Pull out every line below that contains the string "textured", treating case as significant.

(Location annotation dataset excerpts)
* Begin *

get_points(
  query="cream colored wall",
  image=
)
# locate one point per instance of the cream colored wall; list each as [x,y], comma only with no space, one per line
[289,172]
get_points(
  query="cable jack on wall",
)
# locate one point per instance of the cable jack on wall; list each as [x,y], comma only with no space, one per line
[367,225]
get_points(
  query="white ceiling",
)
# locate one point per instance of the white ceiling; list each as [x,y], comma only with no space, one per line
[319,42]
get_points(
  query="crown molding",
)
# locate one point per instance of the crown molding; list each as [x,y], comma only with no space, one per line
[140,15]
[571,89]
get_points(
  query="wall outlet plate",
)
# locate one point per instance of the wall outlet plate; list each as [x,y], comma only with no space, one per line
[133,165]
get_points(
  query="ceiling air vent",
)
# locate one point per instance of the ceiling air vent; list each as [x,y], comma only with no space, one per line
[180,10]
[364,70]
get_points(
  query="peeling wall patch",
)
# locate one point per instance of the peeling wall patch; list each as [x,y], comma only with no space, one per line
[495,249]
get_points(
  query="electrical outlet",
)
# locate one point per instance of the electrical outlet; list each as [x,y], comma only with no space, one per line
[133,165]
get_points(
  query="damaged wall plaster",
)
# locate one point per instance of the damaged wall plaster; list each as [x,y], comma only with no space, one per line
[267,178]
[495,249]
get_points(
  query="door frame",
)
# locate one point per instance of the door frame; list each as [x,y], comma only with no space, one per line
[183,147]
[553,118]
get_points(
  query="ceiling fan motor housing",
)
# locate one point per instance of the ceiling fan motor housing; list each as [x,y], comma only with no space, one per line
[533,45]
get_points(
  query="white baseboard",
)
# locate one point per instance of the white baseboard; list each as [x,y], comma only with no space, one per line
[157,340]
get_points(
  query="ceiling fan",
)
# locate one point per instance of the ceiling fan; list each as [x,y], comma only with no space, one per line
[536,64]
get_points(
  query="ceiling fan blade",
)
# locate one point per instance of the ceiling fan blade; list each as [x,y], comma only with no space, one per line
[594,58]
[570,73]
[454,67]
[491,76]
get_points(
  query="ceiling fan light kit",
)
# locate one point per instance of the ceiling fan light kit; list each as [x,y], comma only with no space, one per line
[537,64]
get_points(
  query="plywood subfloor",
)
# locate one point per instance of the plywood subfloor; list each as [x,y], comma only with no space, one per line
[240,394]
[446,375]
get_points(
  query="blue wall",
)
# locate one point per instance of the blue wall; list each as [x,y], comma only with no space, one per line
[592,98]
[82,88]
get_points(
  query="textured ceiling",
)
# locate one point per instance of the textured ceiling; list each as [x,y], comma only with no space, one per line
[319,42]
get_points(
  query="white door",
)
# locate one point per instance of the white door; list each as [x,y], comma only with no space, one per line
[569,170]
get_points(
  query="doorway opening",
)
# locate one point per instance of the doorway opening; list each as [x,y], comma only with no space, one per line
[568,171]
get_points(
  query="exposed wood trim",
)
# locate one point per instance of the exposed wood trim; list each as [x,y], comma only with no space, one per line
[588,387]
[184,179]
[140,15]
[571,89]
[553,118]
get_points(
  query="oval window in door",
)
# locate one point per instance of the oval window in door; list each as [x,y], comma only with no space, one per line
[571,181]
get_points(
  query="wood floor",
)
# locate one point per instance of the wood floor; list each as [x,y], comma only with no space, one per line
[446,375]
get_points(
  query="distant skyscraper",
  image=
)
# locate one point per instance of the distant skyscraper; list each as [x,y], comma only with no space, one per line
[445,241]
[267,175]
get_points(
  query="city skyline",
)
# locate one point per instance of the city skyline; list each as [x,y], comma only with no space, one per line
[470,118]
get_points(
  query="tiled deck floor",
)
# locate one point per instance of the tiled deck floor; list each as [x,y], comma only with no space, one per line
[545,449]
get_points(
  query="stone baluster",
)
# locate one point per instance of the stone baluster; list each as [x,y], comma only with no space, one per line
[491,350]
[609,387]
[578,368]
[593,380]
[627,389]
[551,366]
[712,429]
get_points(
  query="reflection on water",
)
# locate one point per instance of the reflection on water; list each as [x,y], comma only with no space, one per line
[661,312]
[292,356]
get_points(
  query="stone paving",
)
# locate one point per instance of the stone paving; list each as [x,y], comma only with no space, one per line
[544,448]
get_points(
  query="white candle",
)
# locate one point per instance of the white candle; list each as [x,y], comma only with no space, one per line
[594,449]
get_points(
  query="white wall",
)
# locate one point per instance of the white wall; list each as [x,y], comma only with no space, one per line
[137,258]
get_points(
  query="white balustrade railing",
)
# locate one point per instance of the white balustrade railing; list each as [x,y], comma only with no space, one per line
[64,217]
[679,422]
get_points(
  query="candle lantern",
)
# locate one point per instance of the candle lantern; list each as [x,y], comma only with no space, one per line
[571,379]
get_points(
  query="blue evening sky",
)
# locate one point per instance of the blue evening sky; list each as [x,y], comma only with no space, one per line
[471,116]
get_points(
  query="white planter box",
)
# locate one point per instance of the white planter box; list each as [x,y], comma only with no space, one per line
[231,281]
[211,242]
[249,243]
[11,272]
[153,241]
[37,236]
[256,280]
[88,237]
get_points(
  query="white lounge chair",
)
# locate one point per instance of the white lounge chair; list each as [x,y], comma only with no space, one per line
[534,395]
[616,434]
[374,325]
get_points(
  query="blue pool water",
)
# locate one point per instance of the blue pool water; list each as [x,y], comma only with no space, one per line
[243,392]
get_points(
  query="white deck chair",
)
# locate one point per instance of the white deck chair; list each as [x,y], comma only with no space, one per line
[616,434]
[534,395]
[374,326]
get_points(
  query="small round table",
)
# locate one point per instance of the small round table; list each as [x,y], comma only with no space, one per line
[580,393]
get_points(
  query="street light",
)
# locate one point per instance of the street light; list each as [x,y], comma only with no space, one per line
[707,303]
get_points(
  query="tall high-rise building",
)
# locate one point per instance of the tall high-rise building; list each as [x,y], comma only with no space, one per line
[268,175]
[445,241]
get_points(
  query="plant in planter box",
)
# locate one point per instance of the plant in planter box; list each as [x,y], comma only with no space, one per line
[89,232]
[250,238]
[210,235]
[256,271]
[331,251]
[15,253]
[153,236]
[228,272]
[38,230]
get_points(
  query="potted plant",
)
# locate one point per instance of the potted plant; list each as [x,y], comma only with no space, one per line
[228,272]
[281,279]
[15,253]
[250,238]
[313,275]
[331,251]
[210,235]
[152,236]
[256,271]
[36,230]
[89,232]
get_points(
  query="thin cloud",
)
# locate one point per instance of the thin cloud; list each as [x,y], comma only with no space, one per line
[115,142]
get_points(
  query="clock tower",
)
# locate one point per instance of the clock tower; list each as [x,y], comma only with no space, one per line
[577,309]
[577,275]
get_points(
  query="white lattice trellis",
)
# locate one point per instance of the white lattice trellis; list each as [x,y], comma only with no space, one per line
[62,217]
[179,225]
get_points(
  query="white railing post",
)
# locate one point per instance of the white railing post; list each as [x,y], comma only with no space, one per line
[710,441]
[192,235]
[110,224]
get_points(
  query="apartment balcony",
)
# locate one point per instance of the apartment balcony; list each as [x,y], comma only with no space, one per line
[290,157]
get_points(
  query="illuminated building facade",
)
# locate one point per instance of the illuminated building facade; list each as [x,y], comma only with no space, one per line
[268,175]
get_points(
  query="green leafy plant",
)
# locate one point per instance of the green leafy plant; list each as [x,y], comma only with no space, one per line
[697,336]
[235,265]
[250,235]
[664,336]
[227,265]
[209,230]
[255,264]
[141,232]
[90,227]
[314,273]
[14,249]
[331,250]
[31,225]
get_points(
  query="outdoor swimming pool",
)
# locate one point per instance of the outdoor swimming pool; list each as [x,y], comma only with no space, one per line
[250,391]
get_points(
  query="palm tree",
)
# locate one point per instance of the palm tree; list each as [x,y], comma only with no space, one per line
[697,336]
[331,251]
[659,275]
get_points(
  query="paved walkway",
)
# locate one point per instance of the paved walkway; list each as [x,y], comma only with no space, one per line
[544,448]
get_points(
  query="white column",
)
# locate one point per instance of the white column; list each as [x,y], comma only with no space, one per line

* End *

* [Reply to the exercise]:
  query="textured ceiling",
# locate one point per instance of the textured ceiling; list each as [x,y], comma only with no space, one per line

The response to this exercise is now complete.